◆ Consignes de travail ◆
a: Répondez brièvement à ces questions sur le texte :
(i) À quelle date a lieu la soirée décrite au début du texte ?
(ii) Dans quel journal la carte des combats a-t-elle été publiée ?
(iii) En quelle année le « référendum » en Crimée a-t-il eu lieu ?
b: Résumez le texte en deux phrases.

**** Texte proposé

L’Ukraine vue de mon jardin roumain

Je suis atterrée. Je passe cette soirée du 1er mars à lire les journaux ou à consulter les posts sur Facebook ou regarder les reportages à la télé. Demain j’irai porter une caisse de denrées là où s’organise une collecte à destination des Ukrainiens. Mais ce n’est presque rien.

Il faut aussi peut-être faire ce que je fais de mieux : réfléchir et témoigner.

Je vois sur une carte publiée aujourd’hui dans Libé l’état des combats et les zones séparatistes du Donbass et de la Crimée… et je suis sidérée de constater que j’avais oublié cette situation.

Que s’est-il passé pour que j’oublie l’existence de cette bombe à retardement?

C’était en 2014. Un « référendum » en Crimée consacrait son rattachement de facto à la Russie. Et puis le temps est passé, j’ai oublié, on est nombreux à avoir oublié.

********
**** Lignes de données

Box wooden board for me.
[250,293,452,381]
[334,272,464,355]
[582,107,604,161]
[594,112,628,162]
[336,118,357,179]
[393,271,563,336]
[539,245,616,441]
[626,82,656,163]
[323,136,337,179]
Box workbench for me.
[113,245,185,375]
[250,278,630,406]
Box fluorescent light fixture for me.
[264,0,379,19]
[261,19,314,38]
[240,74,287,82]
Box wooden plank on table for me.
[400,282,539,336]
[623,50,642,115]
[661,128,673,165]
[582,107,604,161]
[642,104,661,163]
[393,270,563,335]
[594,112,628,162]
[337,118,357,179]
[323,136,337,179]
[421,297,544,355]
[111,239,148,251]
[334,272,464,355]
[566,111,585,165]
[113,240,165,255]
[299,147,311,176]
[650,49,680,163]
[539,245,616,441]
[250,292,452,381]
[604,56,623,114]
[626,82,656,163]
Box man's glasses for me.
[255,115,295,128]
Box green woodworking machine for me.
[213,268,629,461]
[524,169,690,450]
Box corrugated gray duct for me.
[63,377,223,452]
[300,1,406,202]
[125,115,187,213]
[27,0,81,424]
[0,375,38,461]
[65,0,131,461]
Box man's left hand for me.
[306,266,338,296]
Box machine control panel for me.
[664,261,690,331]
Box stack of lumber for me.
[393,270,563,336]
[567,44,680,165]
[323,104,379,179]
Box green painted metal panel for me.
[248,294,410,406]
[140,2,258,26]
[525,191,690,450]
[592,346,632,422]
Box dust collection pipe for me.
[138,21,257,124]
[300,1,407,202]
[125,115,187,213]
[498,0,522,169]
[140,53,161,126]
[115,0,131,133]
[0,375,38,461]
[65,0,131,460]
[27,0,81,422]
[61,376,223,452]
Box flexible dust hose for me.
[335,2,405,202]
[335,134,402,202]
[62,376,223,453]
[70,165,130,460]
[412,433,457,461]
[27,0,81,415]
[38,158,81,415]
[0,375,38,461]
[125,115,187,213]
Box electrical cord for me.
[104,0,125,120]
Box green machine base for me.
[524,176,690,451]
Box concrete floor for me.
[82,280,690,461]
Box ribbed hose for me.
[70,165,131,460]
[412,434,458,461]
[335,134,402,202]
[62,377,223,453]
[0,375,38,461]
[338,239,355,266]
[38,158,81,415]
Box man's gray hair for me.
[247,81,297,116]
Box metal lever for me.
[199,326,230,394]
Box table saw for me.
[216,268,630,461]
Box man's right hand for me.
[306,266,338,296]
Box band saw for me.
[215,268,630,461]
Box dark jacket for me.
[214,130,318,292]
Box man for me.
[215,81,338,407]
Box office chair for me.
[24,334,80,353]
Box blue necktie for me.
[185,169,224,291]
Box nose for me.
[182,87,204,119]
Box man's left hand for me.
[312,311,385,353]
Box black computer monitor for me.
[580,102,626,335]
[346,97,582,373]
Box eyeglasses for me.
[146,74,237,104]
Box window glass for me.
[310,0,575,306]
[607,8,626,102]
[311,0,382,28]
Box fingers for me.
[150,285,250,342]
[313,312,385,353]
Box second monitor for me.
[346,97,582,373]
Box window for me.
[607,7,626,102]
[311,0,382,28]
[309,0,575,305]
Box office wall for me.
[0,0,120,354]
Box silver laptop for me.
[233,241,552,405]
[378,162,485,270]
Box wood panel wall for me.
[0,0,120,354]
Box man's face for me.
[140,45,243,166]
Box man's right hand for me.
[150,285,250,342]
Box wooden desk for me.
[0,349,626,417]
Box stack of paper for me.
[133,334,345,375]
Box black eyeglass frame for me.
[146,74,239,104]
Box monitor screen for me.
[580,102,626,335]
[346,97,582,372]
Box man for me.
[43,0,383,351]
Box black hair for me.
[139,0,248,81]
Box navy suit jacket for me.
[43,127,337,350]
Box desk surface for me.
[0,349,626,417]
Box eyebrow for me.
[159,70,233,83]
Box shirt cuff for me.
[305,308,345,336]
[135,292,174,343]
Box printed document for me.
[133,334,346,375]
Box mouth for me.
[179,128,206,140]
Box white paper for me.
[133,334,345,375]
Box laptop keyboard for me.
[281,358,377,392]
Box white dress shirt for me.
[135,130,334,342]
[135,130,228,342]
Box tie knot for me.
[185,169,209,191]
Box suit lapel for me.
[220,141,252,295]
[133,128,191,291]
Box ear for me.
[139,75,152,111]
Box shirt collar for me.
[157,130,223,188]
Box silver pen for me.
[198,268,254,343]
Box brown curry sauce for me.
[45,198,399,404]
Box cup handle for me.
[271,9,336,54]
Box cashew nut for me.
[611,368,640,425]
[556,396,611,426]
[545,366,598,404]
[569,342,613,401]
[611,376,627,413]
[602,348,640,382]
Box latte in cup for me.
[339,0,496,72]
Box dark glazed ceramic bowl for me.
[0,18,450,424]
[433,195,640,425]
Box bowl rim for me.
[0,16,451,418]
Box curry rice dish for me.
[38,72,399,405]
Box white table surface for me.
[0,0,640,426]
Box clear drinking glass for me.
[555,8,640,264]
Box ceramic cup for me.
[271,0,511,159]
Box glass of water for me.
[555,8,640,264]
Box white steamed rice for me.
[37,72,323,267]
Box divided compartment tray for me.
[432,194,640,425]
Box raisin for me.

********

◆ Corrigé des tâches ◆
a:
(i) Le 1er mars.
(ii) Dans Libé.
(iii) En 2014.

b: La personne qui écrit passe la soirée du 1er mars à lire les journaux, consulter Facebook et regarder la télé, et prévoit d'apporter des denrées à une collecte pour les Ukrainiens, tout en jugeant que ce n'est presque rien. En voyant dans Libé une carte des combats et des zones séparatistes du Donbass et de la Crimée, elle constate avoir oublié, comme beaucoup, cette situation, alors qu'en 2014 un « référendum » en Crimée consacrait son rattachement de facto à la Russie.